Texte:
# # # # # # #

A la charnière entre peinture et photographie se trouve l’oeuvre d’Alain Jacquet, artiste français influencé par le Pop Art, à l’origine du Mec Art (ou Mechanical Art) : l’usage dérivé de la sérigraphie, technique propre aux publicitaires du milieu du XXème siècle, permet à l’artiste de jouer sur le tramage de l’image photographique, sur les filtres de couleurs, à la manière du peintre. Sa série des Bulldozer (1973) représente pourtant un défi à l’art par le choix du multiple et du reproductible (la série) contre l’unicité du chef d’œuvre traditionnel, par le choix du motif anti - esthétique appartenant au monde industriel (le bulldozer) contre les canons classiques de la beauté, par le choix du support photographique contre la toile artisanale du peintre. Lire l'étude détaillée.

# # # # # # #

Informations affichées:
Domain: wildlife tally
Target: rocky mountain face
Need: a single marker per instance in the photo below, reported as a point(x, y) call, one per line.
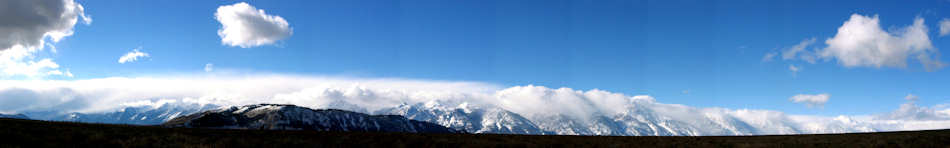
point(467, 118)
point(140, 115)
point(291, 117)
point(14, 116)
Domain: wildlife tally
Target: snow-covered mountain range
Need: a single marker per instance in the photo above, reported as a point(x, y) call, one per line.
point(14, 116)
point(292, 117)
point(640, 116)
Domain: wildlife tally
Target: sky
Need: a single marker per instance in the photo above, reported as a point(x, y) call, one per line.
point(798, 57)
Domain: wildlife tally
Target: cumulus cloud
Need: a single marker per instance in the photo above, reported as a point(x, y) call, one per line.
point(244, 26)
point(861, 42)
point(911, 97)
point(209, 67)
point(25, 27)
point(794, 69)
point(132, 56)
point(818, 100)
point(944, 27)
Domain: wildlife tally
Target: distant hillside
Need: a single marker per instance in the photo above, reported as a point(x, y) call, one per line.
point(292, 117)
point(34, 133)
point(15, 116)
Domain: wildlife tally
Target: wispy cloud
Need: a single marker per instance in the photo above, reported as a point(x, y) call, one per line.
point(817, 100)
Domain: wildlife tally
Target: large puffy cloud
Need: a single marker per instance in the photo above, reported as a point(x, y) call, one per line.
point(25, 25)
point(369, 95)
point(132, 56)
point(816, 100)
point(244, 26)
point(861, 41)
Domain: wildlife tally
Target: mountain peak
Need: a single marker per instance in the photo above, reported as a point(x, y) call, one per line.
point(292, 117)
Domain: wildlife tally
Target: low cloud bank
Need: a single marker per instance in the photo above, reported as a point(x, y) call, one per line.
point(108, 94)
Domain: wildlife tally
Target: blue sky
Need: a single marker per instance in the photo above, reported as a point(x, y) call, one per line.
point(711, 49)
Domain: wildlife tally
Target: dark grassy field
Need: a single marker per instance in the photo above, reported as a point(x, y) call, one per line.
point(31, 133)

# # # # # # #

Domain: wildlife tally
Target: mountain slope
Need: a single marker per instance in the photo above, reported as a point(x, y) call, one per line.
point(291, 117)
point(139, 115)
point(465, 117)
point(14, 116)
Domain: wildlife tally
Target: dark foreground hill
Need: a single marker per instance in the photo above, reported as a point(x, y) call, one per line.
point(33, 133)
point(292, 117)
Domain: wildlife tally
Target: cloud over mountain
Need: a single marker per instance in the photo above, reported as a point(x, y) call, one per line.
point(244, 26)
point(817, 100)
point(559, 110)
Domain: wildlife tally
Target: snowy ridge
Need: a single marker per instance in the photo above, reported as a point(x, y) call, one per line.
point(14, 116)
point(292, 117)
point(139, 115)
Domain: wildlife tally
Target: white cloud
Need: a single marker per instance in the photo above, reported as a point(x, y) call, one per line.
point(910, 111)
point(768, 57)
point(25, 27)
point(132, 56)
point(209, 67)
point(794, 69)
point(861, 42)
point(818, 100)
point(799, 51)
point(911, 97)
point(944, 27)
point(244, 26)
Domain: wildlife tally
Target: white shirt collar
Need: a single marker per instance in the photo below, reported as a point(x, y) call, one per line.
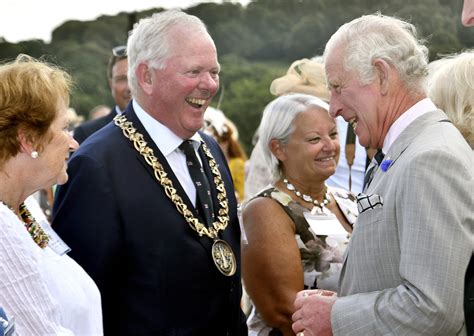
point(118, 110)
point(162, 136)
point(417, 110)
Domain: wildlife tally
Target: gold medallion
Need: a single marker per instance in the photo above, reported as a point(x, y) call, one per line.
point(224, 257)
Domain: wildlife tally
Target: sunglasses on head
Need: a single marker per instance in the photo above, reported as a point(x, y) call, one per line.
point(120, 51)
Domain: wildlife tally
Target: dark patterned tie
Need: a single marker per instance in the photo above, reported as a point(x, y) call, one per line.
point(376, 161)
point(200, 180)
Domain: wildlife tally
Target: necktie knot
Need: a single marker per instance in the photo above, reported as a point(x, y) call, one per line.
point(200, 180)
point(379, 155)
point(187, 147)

# # # # # # #

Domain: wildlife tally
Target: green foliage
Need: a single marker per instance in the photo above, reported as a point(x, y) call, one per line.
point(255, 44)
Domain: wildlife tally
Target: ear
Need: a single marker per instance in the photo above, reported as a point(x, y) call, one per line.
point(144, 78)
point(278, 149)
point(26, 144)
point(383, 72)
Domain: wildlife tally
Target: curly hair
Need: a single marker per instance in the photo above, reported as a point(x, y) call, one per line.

# # # # # # #

Consigne écrite: Extrayez du texte sur Alain Jacquet, sans la moindre modification, le passage commençant par « A la charnière » et se poursuivant jusqu'à « Lire l'étude détaillée. ». Ces enregistrements proviennent d'une source distincte.

Réponse à l'exercice:
A la charnière entre peinture et photographie se trouve l’oeuvre d’Alain Jacquet, artiste français influencé par le Pop Art, à l’origine du Mec Art (ou Mechanical Art) : l’usage dérivé de la sérigraphie, technique propre aux publicitaires du milieu du XXème siècle, permet à l’artiste de jouer sur le tramage de l’image photographique, sur les filtres de couleurs, à la manière du peintre. Sa série des Bulldozer (1973) représente pourtant un défi à l’art par le choix du multiple et du reproductible (la série) contre l’unicité du chef d’œuvre traditionnel, par le choix du motif anti - esthétique appartenant au monde industriel (le bulldozer) contre les canons classiques de la beauté, par le choix du support photographique contre la toile artisanale du peintre. Lire l'étude détaillée.